#### Instruction
Output every line below without omitting or altering anything.

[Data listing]
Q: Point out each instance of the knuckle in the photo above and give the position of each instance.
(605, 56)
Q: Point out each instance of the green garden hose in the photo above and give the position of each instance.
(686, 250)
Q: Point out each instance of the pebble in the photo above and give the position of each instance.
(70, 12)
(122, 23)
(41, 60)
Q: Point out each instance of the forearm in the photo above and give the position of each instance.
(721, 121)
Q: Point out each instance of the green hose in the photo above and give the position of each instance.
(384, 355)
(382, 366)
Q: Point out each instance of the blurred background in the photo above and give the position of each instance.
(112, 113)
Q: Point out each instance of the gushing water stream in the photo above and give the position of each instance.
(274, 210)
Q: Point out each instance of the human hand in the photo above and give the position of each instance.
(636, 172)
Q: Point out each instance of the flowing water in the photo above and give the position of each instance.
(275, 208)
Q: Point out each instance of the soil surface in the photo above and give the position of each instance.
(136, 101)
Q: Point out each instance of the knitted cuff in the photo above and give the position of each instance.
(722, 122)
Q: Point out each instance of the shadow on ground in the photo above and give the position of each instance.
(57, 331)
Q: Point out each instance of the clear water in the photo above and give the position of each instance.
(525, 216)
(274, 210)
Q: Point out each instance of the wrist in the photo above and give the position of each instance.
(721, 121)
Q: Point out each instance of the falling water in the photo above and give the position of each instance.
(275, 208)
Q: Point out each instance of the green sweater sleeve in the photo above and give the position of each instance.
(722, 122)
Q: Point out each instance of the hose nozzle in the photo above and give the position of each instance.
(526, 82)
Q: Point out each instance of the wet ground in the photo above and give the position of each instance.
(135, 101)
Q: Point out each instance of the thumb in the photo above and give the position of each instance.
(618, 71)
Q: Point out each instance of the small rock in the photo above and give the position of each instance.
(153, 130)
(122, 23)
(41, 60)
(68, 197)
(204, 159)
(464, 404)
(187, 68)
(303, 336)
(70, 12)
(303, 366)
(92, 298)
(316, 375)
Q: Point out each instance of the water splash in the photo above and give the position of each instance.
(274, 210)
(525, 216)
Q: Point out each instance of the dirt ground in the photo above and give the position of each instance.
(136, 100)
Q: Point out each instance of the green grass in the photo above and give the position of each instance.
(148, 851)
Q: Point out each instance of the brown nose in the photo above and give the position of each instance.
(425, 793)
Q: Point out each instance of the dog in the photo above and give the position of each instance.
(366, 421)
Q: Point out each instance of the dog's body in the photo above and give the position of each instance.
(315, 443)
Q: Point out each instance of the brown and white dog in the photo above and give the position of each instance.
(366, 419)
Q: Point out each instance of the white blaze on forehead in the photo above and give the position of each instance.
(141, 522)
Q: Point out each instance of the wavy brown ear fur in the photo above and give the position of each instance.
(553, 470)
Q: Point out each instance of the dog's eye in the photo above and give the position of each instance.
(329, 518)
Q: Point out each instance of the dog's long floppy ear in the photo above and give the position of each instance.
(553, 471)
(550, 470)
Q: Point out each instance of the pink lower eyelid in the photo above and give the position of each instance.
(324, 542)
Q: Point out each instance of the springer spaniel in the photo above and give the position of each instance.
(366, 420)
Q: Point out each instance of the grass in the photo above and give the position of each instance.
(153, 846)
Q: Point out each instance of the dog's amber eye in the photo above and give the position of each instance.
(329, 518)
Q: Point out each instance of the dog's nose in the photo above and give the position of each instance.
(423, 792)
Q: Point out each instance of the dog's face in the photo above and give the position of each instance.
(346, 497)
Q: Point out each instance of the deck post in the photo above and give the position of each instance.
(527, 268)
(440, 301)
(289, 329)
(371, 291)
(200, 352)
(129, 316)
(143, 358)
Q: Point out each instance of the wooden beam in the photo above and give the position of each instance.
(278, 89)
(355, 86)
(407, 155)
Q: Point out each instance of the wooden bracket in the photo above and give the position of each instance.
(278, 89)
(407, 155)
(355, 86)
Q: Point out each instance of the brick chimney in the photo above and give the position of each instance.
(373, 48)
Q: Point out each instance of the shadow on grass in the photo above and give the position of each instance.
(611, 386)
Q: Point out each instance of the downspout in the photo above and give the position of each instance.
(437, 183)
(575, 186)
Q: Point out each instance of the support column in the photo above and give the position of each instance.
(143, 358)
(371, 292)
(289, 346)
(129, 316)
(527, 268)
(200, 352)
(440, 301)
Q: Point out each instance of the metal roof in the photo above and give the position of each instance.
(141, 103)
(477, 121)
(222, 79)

#### Answer to the problem
Q: Point out each instance of the knuckle in the photo above and give the position of each instance.
(605, 56)
Q: Point out each instance of the green garden hose in the photo above and give the position of each instance.
(686, 250)
Q: Point out each instance of the pebble in the photo above and give the position of each instance.
(70, 12)
(122, 23)
(41, 60)
Q: Point out each instance of the forearm in the photo above and give the position of each instance.
(721, 121)
Q: Point out each instance of the green hose in the photo above and give the position of each instance.
(384, 355)
(382, 366)
Q: Point out each instance of the blurred background in the photo above and give the position of each instance.
(112, 113)
Q: Point out each instance of the gushing water stream in the photo above and give the position of each instance.
(274, 210)
Q: Point out each instance of the human hand in the photo above and give the position of each instance.
(636, 172)
Q: Point out each instance of the flowing water in the photo above and give the position of each instance.
(275, 208)
Q: Point out each instance of the soil surface in the photo above and give the position of each instance.
(136, 101)
Q: Point out each instance of the knitted cuff in the photo above and give the position of each instance.
(722, 122)
Q: Point out each instance of the shadow on ground in the photo above and give the position of each instance.
(57, 331)
Q: Point out each instance of the clear water in the photo above and give the position of each instance.
(525, 216)
(274, 210)
Q: Point out each instance of the wrist in the photo above and give the position of each instance.
(721, 121)
Q: Point out each instance of the falling water in the photo above and give the position of each instance.
(275, 208)
Q: Point out each instance of the green sweater sleeve in the photo above and give the position of each instance.
(722, 122)
Q: Point out each instance of the hose nozzle in the photo above and give the position of each instance.
(526, 82)
Q: Point out each instance of the wet ground in the photo above and give the position of each instance.
(135, 101)
Q: Point out each instance of the thumb in the photo above and give the position of each instance.
(618, 71)
Q: Point out each instance of the small rock in the photo above and give the position of each instance.
(153, 130)
(122, 23)
(41, 60)
(68, 197)
(204, 159)
(464, 404)
(187, 68)
(303, 336)
(70, 12)
(303, 366)
(92, 298)
(316, 375)
Q: Point out each instance of the water splash in the photo above and give the position of each instance.
(274, 210)
(525, 216)
Q: Point out each instance of the dirt ground in the photo above and give the position of each instance.
(136, 100)
Q: Point out each instance of the green grass in the photo above and give the position of each instance.
(148, 851)
Q: Point out each instance of the brown nose in the photo above and give the position of each instance.
(425, 793)
Q: Point out each instance of the dog in the photo above and give the position of each instance.
(366, 421)
Q: Point out each instance of the dog's body in the photo above and give the position of each instance.
(315, 443)
Q: Point out each instance of the brown and white dog in the photo above and give the position of each instance.
(366, 419)
Q: Point out each instance of the white blaze on forehead in the photo above and give the position of each instance.
(141, 522)
Q: Point out each instance of the wavy brown ear fur in the photo above and give the position of each instance.
(553, 470)
Q: Point out each instance of the dog's eye in the photo above and give the position of each instance.
(329, 518)
Q: Point out each instance of the dog's long floppy ear in the photo above and give the position of each instance.
(553, 471)
(550, 470)
Q: Point out each instance of the pink lower eyelid in the photo above and give the position of each instance.
(324, 542)
Q: Point out each instance of the springer spaniel in the photo above and give the position of each instance.
(366, 420)
Q: Point out each instance of the grass in the photo above and give the position of each instance.
(153, 846)
Q: Point out each instance of the dog's amber eye in the photo above and give the position of each instance.
(329, 518)
Q: Point out each instance of the dog's nose in the photo above and give the position of each instance.
(423, 792)
Q: Point out each instance of the dog's face in the photo above and give the position of each instance.
(346, 497)
Q: Point out each instance of the deck post in the photo above and give the position of each instance.
(527, 268)
(440, 301)
(289, 329)
(371, 291)
(200, 352)
(129, 316)
(143, 358)
Q: Point out each instance of the wooden beam in the photo above and give the position of each instance.
(278, 89)
(355, 86)
(407, 155)
Q: Point out each instance of the wooden bracket in the photo above and give the position of each instance.
(278, 89)
(407, 155)
(355, 86)
Q: Point out each instance of the brick chimney in the photo above and give the position of each instance.
(373, 48)
Q: Point out each instance of the shadow on grass in the photo above and give the position of each instance.
(611, 386)
Q: Point out each instance of the downspout in the photo above and give the position of each instance.
(437, 183)
(575, 186)
Q: Point out each instance of the support column in the photo above and give the position of each instance.
(143, 358)
(371, 292)
(289, 346)
(129, 316)
(527, 268)
(200, 352)
(440, 301)
Q: Point out each instance of the metal roof in the photo above and give the position of each instance.
(141, 103)
(477, 121)
(222, 79)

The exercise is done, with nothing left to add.